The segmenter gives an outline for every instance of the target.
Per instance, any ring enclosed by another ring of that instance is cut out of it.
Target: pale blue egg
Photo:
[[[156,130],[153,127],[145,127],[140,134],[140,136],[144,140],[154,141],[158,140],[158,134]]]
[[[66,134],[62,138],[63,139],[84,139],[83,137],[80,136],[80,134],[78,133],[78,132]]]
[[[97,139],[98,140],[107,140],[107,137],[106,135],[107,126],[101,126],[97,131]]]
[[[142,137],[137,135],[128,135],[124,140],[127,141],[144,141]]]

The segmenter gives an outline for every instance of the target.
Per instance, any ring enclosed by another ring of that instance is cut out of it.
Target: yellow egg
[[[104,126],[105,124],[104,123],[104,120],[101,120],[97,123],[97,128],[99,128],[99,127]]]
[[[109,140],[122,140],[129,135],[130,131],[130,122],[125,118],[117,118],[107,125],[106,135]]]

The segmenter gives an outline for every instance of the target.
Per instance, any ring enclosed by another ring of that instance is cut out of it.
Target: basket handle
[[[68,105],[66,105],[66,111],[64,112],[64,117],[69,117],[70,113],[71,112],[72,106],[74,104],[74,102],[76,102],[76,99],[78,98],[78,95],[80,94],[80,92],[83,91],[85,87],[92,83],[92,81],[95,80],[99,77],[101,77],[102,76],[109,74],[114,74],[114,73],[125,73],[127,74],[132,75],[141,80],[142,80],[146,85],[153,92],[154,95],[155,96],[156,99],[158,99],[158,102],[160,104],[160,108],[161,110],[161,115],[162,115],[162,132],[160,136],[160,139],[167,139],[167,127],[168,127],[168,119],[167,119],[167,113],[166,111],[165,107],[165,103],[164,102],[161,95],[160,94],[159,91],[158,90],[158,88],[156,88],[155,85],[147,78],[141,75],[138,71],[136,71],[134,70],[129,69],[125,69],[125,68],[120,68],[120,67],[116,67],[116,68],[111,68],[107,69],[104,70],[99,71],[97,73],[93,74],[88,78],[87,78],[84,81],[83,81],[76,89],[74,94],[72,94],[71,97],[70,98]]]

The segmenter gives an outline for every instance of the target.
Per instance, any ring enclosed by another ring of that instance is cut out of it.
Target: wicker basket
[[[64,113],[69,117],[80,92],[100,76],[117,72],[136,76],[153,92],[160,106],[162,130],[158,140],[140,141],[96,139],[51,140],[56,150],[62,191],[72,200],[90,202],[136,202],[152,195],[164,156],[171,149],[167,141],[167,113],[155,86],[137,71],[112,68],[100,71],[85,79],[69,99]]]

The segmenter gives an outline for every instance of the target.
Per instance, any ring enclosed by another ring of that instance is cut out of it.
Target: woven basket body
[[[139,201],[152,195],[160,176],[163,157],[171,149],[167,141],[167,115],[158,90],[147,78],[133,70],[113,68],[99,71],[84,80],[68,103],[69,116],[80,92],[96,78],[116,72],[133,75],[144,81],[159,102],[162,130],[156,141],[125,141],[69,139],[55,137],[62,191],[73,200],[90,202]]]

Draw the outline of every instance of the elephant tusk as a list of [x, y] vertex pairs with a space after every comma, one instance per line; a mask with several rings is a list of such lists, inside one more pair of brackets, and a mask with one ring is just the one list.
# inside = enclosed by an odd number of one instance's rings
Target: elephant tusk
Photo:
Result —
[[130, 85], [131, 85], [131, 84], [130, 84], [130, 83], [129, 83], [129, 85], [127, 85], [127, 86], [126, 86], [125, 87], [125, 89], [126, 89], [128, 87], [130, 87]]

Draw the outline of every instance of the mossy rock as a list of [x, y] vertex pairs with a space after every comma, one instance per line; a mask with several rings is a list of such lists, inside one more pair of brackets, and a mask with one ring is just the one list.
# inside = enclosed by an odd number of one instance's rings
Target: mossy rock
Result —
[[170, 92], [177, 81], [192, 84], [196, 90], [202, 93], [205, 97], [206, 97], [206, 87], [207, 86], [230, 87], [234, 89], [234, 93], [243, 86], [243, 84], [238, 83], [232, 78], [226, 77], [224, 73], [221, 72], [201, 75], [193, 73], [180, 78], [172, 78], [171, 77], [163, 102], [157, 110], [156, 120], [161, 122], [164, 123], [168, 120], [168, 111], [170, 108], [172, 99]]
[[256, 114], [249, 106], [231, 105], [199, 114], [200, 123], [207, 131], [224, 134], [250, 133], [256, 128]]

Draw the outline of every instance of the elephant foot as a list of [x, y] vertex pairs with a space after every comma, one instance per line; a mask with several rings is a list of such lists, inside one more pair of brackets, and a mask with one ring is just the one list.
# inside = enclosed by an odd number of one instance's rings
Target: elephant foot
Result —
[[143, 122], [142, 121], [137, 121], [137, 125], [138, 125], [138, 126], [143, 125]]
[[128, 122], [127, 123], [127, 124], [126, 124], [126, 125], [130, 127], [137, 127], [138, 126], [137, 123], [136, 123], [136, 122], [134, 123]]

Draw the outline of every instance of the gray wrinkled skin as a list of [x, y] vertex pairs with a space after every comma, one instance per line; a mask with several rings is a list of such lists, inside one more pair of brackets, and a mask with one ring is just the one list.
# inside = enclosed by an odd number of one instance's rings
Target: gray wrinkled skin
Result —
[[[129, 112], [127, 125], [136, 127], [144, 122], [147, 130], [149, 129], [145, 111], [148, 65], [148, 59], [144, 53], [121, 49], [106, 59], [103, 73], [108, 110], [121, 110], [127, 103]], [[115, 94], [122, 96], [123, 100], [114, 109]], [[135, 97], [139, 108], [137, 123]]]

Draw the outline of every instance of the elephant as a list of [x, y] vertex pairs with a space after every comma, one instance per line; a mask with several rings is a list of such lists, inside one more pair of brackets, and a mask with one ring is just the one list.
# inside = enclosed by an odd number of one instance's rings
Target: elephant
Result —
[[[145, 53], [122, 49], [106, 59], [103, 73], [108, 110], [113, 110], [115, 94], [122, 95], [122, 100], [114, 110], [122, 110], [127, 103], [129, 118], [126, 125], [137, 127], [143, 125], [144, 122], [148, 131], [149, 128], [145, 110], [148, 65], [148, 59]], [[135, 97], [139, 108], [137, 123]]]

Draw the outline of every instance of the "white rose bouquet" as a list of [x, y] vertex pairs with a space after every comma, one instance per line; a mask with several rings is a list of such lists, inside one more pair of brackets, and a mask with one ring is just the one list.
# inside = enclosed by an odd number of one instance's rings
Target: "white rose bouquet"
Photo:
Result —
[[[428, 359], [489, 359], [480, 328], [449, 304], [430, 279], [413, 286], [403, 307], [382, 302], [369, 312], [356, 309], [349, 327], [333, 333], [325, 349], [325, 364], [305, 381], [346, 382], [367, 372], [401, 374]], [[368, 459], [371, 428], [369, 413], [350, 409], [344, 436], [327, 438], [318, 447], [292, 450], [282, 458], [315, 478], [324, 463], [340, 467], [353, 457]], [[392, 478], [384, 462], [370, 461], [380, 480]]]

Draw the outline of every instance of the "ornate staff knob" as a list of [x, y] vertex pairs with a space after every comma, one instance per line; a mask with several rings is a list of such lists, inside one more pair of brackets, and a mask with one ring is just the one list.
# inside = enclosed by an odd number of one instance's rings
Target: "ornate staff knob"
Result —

··········

(Task to complete)
Rewrite all of the lines above, replacing every occurrence of "outline" with "contour" and leaving everything else unchanged.

(Task output)
The segmenter gives an contour for every instance of the target.
Per instance, any ring enclosed by another ring of that instance is cut out of it.
Target: pale blue egg
Photo:
[[[156,130],[153,127],[145,127],[140,134],[140,136],[144,140],[154,141],[158,140],[158,134]]]
[[[66,134],[62,138],[63,139],[84,139],[83,137],[80,136],[80,134],[78,133],[78,132]]]
[[[97,139],[98,140],[107,140],[107,137],[106,135],[107,126],[101,126],[97,131]]]
[[[142,137],[137,135],[128,135],[124,140],[127,141],[144,141]]]

The segmenter gives an contour for every instance of the target.
Per instance, any ring enclosed by another ring of that instance is cut out of it.
Target: yellow egg
[[[104,126],[105,124],[104,123],[104,120],[101,120],[97,123],[97,128],[99,128],[99,127]]]
[[[109,140],[122,140],[129,135],[130,131],[130,122],[125,118],[117,118],[107,125],[106,135]]]

The segmenter gives an contour for every instance of the target.
Per instance, any ring enclosed by another ring of that instance is cut out of it.
Target: basket handle
[[[68,105],[66,105],[66,111],[64,112],[64,117],[69,117],[70,113],[71,112],[72,106],[74,104],[74,102],[76,102],[76,99],[78,98],[78,95],[80,94],[80,92],[83,91],[85,87],[92,83],[92,81],[95,80],[99,77],[101,77],[102,76],[109,74],[114,74],[114,73],[125,73],[127,74],[132,75],[141,80],[142,80],[146,85],[153,92],[154,95],[155,96],[156,99],[158,99],[158,102],[160,104],[160,108],[161,110],[161,115],[162,115],[162,132],[160,136],[160,139],[167,139],[167,127],[168,127],[168,119],[167,119],[167,113],[166,111],[165,107],[165,103],[164,102],[161,95],[160,94],[159,91],[158,90],[158,88],[156,88],[155,85],[147,78],[141,75],[138,71],[136,71],[134,70],[129,69],[125,69],[125,68],[120,68],[120,67],[116,67],[116,68],[111,68],[107,69],[104,70],[99,71],[97,73],[93,74],[88,78],[87,78],[84,81],[83,81],[76,89],[74,94],[72,94],[71,97],[70,98]]]

The segmenter gives an contour for every instance of the target.
Per instance, any ring enclosed by another ring of that instance is cut out of it.
Target: wicker basket
[[[64,113],[69,117],[80,92],[100,76],[117,72],[136,76],[153,92],[160,106],[162,130],[158,140],[140,141],[96,139],[51,140],[56,150],[62,191],[72,200],[90,202],[136,202],[152,195],[164,156],[171,149],[167,141],[167,113],[155,86],[137,71],[112,68],[100,71],[85,79],[69,99]]]

The segmenter gives an contour for every instance of the target.
Per instance, any ring enclosed by another ring of that instance is cut out of it.
Target: woven basket body
[[[139,201],[152,195],[160,176],[163,157],[171,149],[167,141],[167,115],[158,90],[147,78],[133,70],[113,68],[99,71],[84,80],[68,103],[69,116],[80,92],[96,78],[116,72],[133,75],[144,81],[159,102],[162,130],[156,141],[125,141],[69,139],[55,137],[62,191],[73,200],[90,202]]]

Draw the contour of every instance of the elephant tusk as a list of [x, y] vertex pairs with a space after every comma, one instance per line; a mask with several rings is a list of such lists, inside one more pair of brackets, and a mask with one ring is just the one list.
# inside = enclosed by an odd number of one instance's rings
Target: elephant tusk
Photo:
Result —
[[130, 85], [131, 85], [131, 84], [130, 84], [130, 83], [129, 83], [129, 85], [127, 85], [127, 86], [126, 86], [125, 87], [125, 89], [126, 89], [128, 87], [130, 87]]

Draw the contour of every instance of the mossy rock as a list of [x, y] vertex pairs with a space after every comma, one instance per line; a mask with several rings is a list of such lists, inside one more pair of brackets, and a mask with one ring is just the one list.
# inside = enclosed by an odd number of one instance's rings
Target: mossy rock
Result —
[[170, 92], [177, 81], [192, 84], [196, 90], [202, 93], [205, 97], [206, 97], [206, 87], [207, 86], [230, 87], [234, 89], [234, 93], [243, 86], [243, 84], [238, 83], [232, 78], [226, 77], [224, 73], [221, 72], [201, 75], [193, 73], [180, 78], [172, 78], [171, 77], [163, 102], [157, 110], [156, 120], [161, 122], [164, 123], [168, 120], [168, 111], [170, 108], [172, 99]]
[[256, 114], [249, 106], [231, 105], [199, 114], [200, 123], [207, 131], [224, 134], [250, 133], [256, 128]]

Draw the contour of every instance of the elephant foot as a list of [x, y] vertex pairs with a space after every comma, one instance per line; a mask with several rings is a list of such lists, inside one more pair of brackets, and a mask with one ring is just the one list.
# inside = enclosed by an odd number of one instance's rings
Target: elephant foot
Result —
[[143, 122], [142, 121], [137, 121], [137, 125], [138, 125], [138, 126], [143, 125]]
[[128, 122], [127, 123], [127, 124], [126, 124], [126, 125], [130, 127], [137, 127], [138, 126], [137, 123], [136, 123], [136, 122], [134, 123]]

Draw the contour of every instance of the gray wrinkled skin as a list of [x, y] vertex pairs with a space after every comma, one instance per line; a mask with several rings is a list of such lists, inside one more pair of brackets, and a mask with one ring is just the one list.
# inside = enclosed by an odd number of one instance's rings
Target: gray wrinkled skin
Result —
[[[129, 112], [127, 125], [136, 127], [144, 122], [147, 130], [149, 129], [145, 111], [148, 65], [148, 59], [144, 53], [121, 49], [106, 59], [103, 73], [108, 110], [121, 110], [127, 103]], [[115, 94], [122, 96], [123, 100], [114, 109]], [[135, 97], [139, 108], [137, 123]]]

Draw the contour of every instance of the elephant as a list of [x, y] vertex pairs with a space after every comma, one instance per line; a mask with several rings is a list of such lists, inside one more pair of brackets, and a mask with one ring is just the one list.
# inside = enclosed by an odd number of one instance's rings
Target: elephant
Result —
[[[145, 53], [122, 49], [106, 59], [103, 73], [108, 110], [113, 110], [115, 94], [122, 95], [122, 100], [114, 110], [122, 110], [127, 103], [129, 118], [126, 125], [137, 127], [143, 125], [144, 122], [148, 131], [149, 128], [145, 110], [148, 65], [148, 59]], [[135, 97], [139, 108], [137, 123]]]

Draw the contour of every instance of the "white rose bouquet" as a list of [x, y] vertex pairs with a space after every comma, one instance per line; a mask with several rings is a list of such lists, inside one more pair of brackets, and a mask with one ring is just the one list.
# inside = enclosed by an odd number of one instance's rings
Target: "white rose bouquet"
Photo:
Result —
[[[428, 359], [489, 359], [480, 328], [449, 304], [430, 279], [413, 286], [403, 307], [382, 302], [369, 312], [356, 309], [349, 327], [333, 333], [325, 349], [325, 364], [305, 381], [346, 382], [367, 372], [401, 374]], [[368, 459], [371, 428], [369, 413], [350, 409], [344, 436], [327, 438], [318, 447], [292, 450], [282, 458], [315, 478], [324, 463], [340, 467], [353, 457]], [[392, 478], [384, 462], [370, 461], [380, 480]]]

Draw the contour of every instance of the "ornate staff knob" as a list of [x, y] vertex pairs with a space after every comma, one instance per line; a mask with several rings is a list of such lists, inside one more pair of brackets, and a mask with one ring is just the one list.
# inside = enclosed by an odd number of one instance's rings
Target: "ornate staff knob"
Result —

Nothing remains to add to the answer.